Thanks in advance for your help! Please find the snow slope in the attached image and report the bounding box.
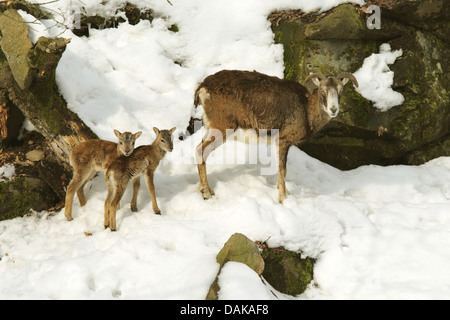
[0,0,450,299]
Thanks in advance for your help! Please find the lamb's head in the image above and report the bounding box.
[303,72,358,118]
[114,129,142,157]
[153,127,176,152]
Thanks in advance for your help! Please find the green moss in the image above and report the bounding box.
[262,248,314,296]
[169,23,180,33]
[0,177,58,220]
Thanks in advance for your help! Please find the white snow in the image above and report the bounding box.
[0,0,450,299]
[353,43,405,111]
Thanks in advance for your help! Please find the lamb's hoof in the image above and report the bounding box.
[278,195,286,203]
[200,187,214,200]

* **WHAT YOU WILL DO**
Reproduce the rows from the first one through the line containing "[0,177,58,220]", replacing "snow slope" with "snowy hillside" and leaving all other text unaltered. Omit the pictures from your answer.

* **EXERCISE OUTPUT**
Thanks in advance for your help! Please find the snowy hillside in the attached image and report the bounding box.
[0,0,450,299]
Thanks in advance for your help! Please find the lamb's head in the image above and report the bounding box.
[303,72,358,118]
[114,129,142,157]
[153,127,176,152]
Thanks in advance for your help! Please find the green moss in the image above and report the bounding box.
[262,248,314,296]
[169,23,180,33]
[0,177,58,220]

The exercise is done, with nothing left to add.